Write out every line below without changing a word, and leave the picture out of your answer.

INPUT DATA>
▼
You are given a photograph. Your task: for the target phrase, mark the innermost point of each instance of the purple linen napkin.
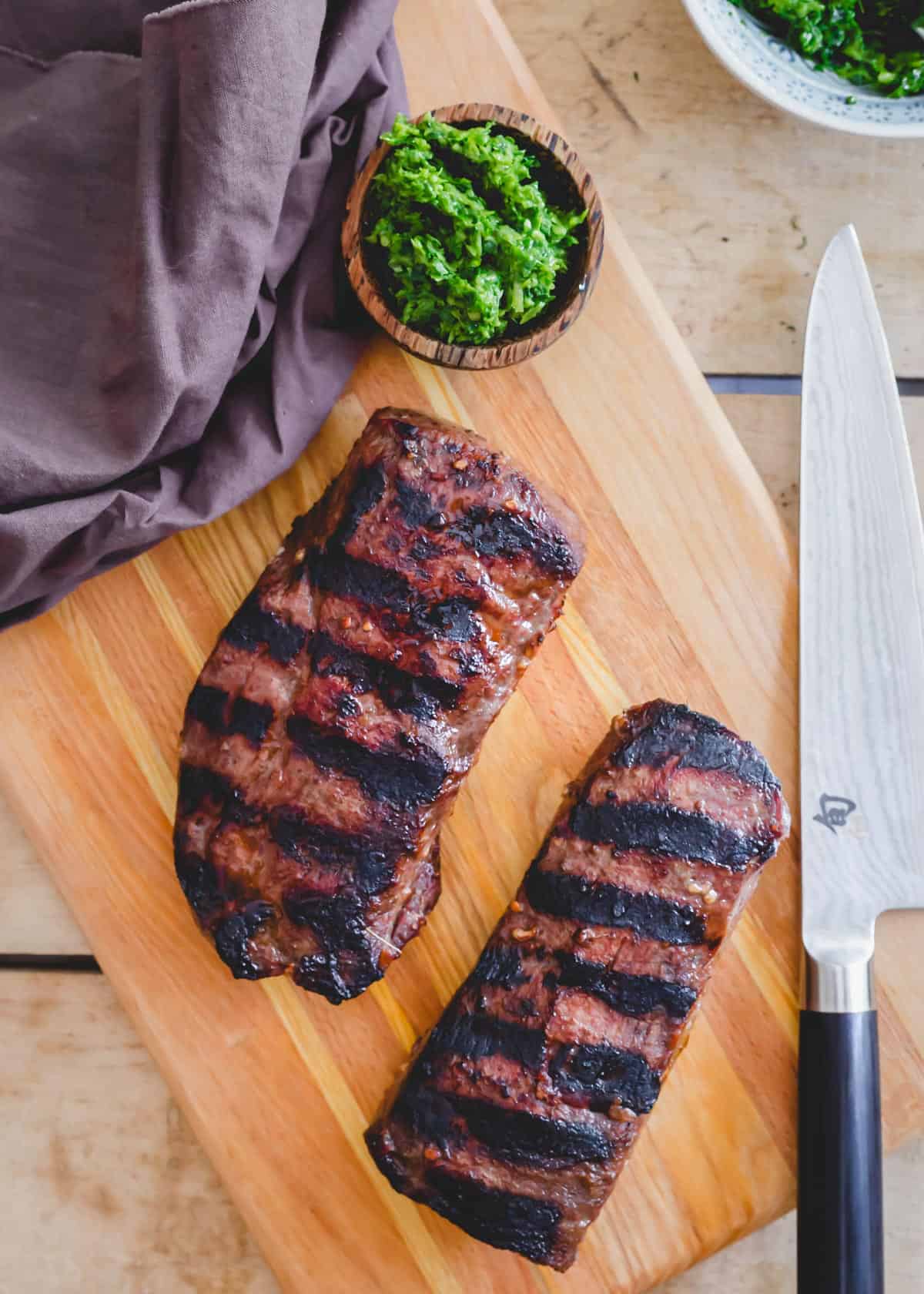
(172, 323)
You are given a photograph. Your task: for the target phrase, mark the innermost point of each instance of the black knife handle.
(840, 1155)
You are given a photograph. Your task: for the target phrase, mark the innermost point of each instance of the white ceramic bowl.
(782, 76)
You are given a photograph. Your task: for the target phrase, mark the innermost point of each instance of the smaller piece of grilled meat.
(519, 1111)
(332, 728)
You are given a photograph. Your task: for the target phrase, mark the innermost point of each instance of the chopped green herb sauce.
(471, 245)
(866, 42)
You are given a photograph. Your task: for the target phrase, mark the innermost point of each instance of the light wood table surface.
(729, 205)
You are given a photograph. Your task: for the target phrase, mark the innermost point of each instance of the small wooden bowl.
(562, 178)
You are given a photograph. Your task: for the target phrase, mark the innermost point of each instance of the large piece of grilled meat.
(344, 703)
(523, 1104)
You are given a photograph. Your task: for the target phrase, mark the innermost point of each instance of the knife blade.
(861, 624)
(862, 755)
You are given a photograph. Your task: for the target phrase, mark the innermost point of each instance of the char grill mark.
(515, 1136)
(547, 1064)
(676, 734)
(511, 1135)
(500, 964)
(199, 786)
(604, 1075)
(383, 589)
(247, 719)
(368, 491)
(631, 994)
(522, 1223)
(253, 628)
(207, 706)
(502, 534)
(199, 883)
(367, 861)
(233, 936)
(404, 779)
(665, 830)
(370, 679)
(594, 903)
(475, 1037)
(494, 532)
(418, 696)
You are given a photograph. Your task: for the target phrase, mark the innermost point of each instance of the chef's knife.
(862, 756)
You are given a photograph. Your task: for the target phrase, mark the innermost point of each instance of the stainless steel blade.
(861, 624)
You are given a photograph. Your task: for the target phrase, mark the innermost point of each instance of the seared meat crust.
(332, 728)
(521, 1108)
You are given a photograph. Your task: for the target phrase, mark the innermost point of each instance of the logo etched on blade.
(835, 812)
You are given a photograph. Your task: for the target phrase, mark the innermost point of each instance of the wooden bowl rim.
(490, 354)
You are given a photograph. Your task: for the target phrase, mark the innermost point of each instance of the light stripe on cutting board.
(317, 1060)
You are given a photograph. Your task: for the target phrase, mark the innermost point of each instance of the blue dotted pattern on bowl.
(783, 76)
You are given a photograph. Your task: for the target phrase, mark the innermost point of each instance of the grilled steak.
(519, 1111)
(334, 721)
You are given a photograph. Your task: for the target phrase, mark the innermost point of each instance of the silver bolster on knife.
(842, 985)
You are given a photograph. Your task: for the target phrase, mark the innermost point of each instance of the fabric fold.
(172, 330)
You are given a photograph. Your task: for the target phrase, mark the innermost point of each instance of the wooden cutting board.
(688, 592)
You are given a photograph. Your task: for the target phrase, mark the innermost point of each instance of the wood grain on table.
(110, 1179)
(728, 202)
▲
WRITTEN SOLUTION>
You are given a photograph. Your task: for the target phrase, mark the innermost point of each instance of the purple linen napkin.
(172, 323)
You are given a photograph. Your task: for the target phrase, mark the innermost point of each instance of the black knife handle.
(840, 1155)
You are given a photograph. Your task: for the target phrase, mark the innermost point of each instance of the white ceramic bowl.
(782, 76)
You are given a photograph. Your task: for the target phrase, mark the innermost point of each instance of the smaller piece of grilled meat.
(519, 1111)
(332, 728)
You are given a photograph. Your task: for the target phrase, mark the innermost point of each instance of the chopped green herb sauce.
(471, 245)
(866, 42)
You are given a photograph. Your task: for the target phrase, mark the innermost point of each instance of the light wood table surface.
(729, 205)
You are given a photograph. Your task: for the target phrase, mark the innermost point of each instance of the small wooden bowl.
(562, 178)
You are given a photograph. Your task: for the target phrase, mark the innermost point of each instance of the large piece of grilled meat.
(344, 703)
(523, 1104)
You are given a photograph. Your task: for the target phrase, mark the innermost point of each instance of the knife blade.
(861, 624)
(862, 755)
You are given a photograph. Your task: for the target phrase, mark the innermost point of each instance of the char grill mark.
(515, 1136)
(547, 1064)
(676, 734)
(511, 1135)
(500, 964)
(199, 786)
(604, 1075)
(383, 589)
(247, 719)
(368, 491)
(631, 994)
(522, 1223)
(253, 628)
(207, 706)
(502, 534)
(199, 883)
(367, 861)
(233, 936)
(404, 779)
(665, 830)
(370, 679)
(594, 903)
(475, 1037)
(494, 532)
(418, 696)
You are given a photograph. Your task: for the target phrase, mark the innermost point of each instance of the chef's knife.
(862, 756)
You are given a photograph. Your task: for the target phrase, mark the innermost point of each instance of the stainless steel blade.
(861, 624)
You are given a photograph. Your task: for the target phrase, mark the innermost point of each instance of the seared meat crust.
(332, 728)
(521, 1108)
You are given a photograph. Your task: for the target phrase, mark the innermost point of each instance of the logo etched on blade.
(835, 812)
You are given a photograph. Your task: for the target phrase, mark the innermost point of each instance of the wooden bowl rim.
(490, 354)
You are given a photograph. Your task: for the target phrase, mark the innermost point of each instance of the light stripe on cutting board.
(317, 1060)
You are given a photograph. Your task: for the target phrase, mark the innermost point of each instance of the blue dotted pattern on bowl.
(783, 76)
You are given a photograph. Your task: for the target phrase, mark the innermost point of each instance of the grilled steak.
(519, 1111)
(334, 721)
You are given a photograph. Your task: for the target phrase, mark the innermost point of each instance of the silver bolster on knife.
(842, 985)
You are given a photograph. Your task: for the target phrase, mark the innermost point of each instance of the fabric fold.
(172, 330)
You are given a photograph. Your task: for the target phrase, mark the innermost point of each instance of the wooden cutting board.
(688, 592)
You are given a photograph. Your task: for the target phrase, mark the innermost point of each instance of the wood grain on table.
(110, 1179)
(728, 202)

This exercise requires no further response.